* **Выбранный фрагмент**
==================================================

В новом собрании сочинений Броха (H. Broch, Kommentierte Werkausgabe. Hrsg. von P. M. Lutzeler, Fr./M., 1981) его публицистика занимает шесть томов. Дваизних (Bd.9/1. «Schriften zur Literatur. Kritik»; Bd 9/2. «Schriften zur Literatur. Theorie») составлены из работ, посвященных литературе.

Статьи (и – отдельно – письма) помещены нами в хронологической последовательности (там, где точно неизвестна дата написания, указывается время первой публикации). В отличие от политологических и социально-философских штудий, литературно-теоретические работы Броха представляют, как убедится читатель, большой – и не только познавательный – интерес. Прежде всего, конечно, потому, что перед нами большой художник-гуманист, автор произведений классического ранга, занявших почетное место в новейшей литературе.Брох – вдумчивый наблюдатель и критик современной ему культуры; он предвидел и показал «культурное одичание», связанное с использованием телекоммуникаций

в интересах наживы и оглупления масс. С большой проницательностью распознал и обосновал Брох важные тенденции в развитии современной литературы, романа в первую очередь. В работах, которые представлены в настоящей подборке в виде фрагментов, немало глубоких наблюдений и замечаний о творчестве писателей прошлого и современности, в том числе русских. Мы сосредоточились по преимуществу на теоретических суждениях Броха, поскольку именно они сохраняют живой интерес для современного читателя.

==================================================

* **Данные, извлечённые из коллекции**
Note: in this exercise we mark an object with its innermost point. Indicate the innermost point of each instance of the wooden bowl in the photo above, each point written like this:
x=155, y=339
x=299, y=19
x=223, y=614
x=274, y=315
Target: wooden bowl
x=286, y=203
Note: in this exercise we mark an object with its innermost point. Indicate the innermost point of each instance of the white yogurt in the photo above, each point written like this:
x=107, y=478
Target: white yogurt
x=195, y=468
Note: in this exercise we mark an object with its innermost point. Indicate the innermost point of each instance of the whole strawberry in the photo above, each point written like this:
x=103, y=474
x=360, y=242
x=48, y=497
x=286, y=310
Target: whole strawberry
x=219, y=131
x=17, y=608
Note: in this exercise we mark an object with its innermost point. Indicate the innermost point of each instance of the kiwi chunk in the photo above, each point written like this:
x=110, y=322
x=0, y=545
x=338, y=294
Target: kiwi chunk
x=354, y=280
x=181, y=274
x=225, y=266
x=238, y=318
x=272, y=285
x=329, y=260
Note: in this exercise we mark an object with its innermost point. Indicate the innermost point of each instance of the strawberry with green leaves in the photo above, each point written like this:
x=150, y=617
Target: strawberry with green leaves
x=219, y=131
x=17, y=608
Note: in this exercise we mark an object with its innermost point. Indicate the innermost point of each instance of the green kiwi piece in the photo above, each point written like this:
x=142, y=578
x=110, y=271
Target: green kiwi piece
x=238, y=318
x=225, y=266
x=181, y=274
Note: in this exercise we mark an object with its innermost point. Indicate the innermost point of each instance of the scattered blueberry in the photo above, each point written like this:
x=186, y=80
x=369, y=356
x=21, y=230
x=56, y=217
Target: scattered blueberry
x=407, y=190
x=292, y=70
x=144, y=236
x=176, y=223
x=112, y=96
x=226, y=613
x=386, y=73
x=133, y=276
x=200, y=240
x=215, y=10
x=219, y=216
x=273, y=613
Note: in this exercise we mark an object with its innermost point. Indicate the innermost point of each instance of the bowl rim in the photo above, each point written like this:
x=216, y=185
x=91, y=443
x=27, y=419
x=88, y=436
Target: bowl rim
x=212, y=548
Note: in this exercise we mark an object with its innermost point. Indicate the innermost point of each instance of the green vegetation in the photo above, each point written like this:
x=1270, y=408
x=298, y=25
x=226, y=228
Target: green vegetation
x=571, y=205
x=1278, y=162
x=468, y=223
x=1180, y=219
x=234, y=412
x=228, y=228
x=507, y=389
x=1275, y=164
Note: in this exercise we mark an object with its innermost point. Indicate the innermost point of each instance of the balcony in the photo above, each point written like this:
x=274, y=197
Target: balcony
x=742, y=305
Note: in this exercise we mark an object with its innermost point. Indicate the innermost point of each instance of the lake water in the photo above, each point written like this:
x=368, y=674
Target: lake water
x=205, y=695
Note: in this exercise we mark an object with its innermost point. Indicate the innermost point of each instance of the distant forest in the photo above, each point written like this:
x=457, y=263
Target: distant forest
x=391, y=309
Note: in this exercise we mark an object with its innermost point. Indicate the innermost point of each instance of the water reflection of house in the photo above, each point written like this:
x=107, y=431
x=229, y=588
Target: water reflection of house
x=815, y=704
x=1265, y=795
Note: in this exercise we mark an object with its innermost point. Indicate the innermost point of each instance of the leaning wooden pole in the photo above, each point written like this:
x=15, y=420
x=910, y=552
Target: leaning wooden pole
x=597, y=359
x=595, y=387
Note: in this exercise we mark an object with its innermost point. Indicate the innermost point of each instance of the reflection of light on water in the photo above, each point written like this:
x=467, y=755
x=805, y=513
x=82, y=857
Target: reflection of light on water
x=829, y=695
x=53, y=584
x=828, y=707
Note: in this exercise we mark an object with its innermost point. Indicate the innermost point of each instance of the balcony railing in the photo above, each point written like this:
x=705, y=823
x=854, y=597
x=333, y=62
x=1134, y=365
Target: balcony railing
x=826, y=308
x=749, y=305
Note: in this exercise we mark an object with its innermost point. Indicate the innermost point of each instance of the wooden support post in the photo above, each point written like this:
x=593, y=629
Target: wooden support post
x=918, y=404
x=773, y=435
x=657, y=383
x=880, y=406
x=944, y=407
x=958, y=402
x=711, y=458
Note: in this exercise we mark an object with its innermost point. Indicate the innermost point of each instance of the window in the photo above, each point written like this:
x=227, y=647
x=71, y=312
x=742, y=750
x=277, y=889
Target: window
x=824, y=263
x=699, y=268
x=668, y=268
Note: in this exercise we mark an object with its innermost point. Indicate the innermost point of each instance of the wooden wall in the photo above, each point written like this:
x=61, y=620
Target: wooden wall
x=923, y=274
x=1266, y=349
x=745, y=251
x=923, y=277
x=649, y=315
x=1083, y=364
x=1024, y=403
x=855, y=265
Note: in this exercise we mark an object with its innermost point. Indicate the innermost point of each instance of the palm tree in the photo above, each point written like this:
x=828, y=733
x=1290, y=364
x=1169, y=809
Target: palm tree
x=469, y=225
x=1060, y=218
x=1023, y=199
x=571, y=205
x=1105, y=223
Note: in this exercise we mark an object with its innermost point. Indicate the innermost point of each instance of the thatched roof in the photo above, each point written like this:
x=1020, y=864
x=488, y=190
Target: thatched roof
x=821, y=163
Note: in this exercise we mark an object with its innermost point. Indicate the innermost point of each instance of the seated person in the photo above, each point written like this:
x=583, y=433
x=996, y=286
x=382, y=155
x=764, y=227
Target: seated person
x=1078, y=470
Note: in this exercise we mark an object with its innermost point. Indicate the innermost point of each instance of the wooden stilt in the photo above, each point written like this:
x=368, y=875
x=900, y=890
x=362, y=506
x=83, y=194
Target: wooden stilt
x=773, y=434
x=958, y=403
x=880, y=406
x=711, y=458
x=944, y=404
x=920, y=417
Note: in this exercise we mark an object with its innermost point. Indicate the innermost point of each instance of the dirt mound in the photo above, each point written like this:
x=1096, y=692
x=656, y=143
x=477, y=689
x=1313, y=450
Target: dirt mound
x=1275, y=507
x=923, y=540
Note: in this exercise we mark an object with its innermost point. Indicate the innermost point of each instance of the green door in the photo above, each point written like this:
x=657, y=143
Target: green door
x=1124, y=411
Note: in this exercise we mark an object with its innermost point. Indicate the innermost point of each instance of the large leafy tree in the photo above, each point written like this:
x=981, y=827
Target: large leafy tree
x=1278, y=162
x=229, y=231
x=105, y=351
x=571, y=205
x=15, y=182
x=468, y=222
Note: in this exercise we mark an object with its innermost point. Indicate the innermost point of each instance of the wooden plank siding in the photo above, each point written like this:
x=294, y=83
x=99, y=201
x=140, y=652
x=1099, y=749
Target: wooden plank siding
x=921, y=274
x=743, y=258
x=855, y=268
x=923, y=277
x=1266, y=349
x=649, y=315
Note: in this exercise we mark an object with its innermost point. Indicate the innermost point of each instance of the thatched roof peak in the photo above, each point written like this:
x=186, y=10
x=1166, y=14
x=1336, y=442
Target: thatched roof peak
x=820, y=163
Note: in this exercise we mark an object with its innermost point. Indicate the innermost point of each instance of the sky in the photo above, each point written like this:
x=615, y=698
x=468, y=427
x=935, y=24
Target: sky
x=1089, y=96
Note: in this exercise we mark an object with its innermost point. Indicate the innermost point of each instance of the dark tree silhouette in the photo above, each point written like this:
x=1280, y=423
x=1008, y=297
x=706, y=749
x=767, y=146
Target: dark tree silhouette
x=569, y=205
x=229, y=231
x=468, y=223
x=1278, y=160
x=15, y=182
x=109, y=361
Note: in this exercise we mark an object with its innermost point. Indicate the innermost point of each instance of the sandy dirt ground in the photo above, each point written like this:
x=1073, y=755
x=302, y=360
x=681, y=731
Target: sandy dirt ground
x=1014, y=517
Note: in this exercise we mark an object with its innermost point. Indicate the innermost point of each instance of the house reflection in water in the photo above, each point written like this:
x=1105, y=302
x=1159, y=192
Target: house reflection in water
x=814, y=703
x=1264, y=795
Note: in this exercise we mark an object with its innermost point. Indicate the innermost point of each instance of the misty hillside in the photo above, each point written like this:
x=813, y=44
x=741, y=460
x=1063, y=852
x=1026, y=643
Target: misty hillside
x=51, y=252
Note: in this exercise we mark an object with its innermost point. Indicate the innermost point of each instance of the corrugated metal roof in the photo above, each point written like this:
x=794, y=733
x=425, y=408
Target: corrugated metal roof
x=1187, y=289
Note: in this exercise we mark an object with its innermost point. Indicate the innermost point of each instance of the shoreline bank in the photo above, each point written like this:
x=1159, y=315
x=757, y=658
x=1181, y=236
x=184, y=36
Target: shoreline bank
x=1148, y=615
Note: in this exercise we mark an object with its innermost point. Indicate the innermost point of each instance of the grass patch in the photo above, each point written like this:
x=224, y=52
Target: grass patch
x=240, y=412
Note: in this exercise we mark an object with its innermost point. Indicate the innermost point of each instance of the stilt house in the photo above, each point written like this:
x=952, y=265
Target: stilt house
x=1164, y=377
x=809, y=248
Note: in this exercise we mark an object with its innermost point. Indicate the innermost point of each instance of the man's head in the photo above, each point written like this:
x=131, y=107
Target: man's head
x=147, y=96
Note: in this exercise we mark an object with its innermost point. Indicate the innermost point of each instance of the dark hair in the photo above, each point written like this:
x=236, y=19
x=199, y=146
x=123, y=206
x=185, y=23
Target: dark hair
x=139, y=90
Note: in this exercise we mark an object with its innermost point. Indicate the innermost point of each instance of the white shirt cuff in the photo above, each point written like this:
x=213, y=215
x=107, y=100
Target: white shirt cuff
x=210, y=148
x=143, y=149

==================================================

* **Задание**
Перепишите без изменений отрывок из текста о статьях Броха, начиная со слов «В новом собрании» и заканчивая словами «работ, посвященных литературе.».

* **Ответ**
В новом собрании сочинений Броха (H. Broch, Kommentierte Werkausgabe. Hrsg. von P. M. Lutzeler, Fr./M., 1981) его публицистика занимает шесть томов. Дваизних (Bd.9/1. «Schriften zur Literatur. Kritik»; Bd 9/2. «Schriften zur Literatur. Theorie») составлены из работ, посвященных литературе.